■ **ЗАДАНИЕ**
Перескажите списком абзац «Воевода упрекает ее…» из отрывка об игре Ермоловой, сохранив главные факты.

■ **ЦИТИРУЕМЫЙ ОТРЫВОК**
Она не бежит от воеводы: ей некуда бежать. Она не знает, где муж, и надеется, что он придет когда-нибудь отыскать ее, вернется к разоренному своему гнезду.
Воевода упрекает ее, что «грозными очами» она глядит на него. Действительно, в глазах Ермоловой нет беспомощной ненависти, бессильной злобы, но настоящая гроза собирается в них. Она говорит с ним без истерик, без бесплодных жалоб, скупо. Когда он велит стеречь Олену покрепче, чтобы не сбежала, Ермолова ему с горькой иронией отвечает:
...Кто? я-то?
Куда бежать—подумай. Много ль места
Ты мне оставил?.. Дом стоит покинут,
И двор зарос...
Эти слова Мария Николаевна говорит внешне спокойно, почти эпически, утверждая всю безнадежность своего положения.
И только при словах:
...А где Роман гуляет,
Где буйною головушкой качает?..—
у нее вырывается точно рыдание без слез, которого не могла вызвать ни картина опустелого дома, ни разоренной жизни, но властно вызвало представление о любимом, о котором она не знает, жив ли он.

Фрагмент набора данных
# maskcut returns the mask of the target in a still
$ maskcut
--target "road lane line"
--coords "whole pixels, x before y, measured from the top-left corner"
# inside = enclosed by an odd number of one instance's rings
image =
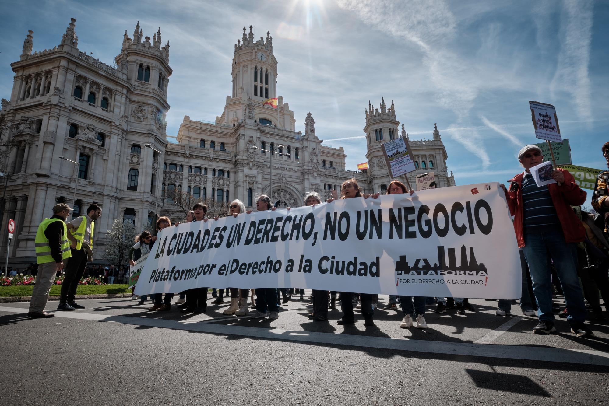
[[[501,334],[511,329],[512,327],[515,326],[522,319],[519,317],[512,317],[509,320],[503,323],[495,330],[491,331],[486,335],[484,335],[476,341],[474,341],[474,344],[490,344],[493,341],[499,338]]]
[[[0,306],[0,311],[26,314],[27,309]],[[369,337],[351,334],[335,334],[301,330],[293,331],[280,329],[267,329],[256,327],[217,324],[214,323],[185,323],[182,321],[146,317],[112,316],[81,312],[56,312],[55,317],[92,321],[113,321],[124,324],[173,329],[186,331],[240,335],[245,338],[283,340],[298,343],[351,346],[364,348],[394,349],[454,355],[483,357],[509,359],[543,361],[566,363],[586,364],[609,366],[609,354],[594,350],[569,349],[552,347],[529,347],[496,344],[476,344],[406,340],[389,337]]]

■ **РЕЗУЛЬТАТ**
- Воевода упрекает Олену в том, что она глядит на него «грозными очами».
- В глазах Ермоловой нет беспомощной ненависти и бессильной злобы, в них собирается настоящая гроза.
- С воеводой она говорит скупо, без истерик и бесплодных жалоб.
- Когда он велит стеречь Олену покрепче, чтобы не сбежала, Ермолова отвечает ему с горькой иронией.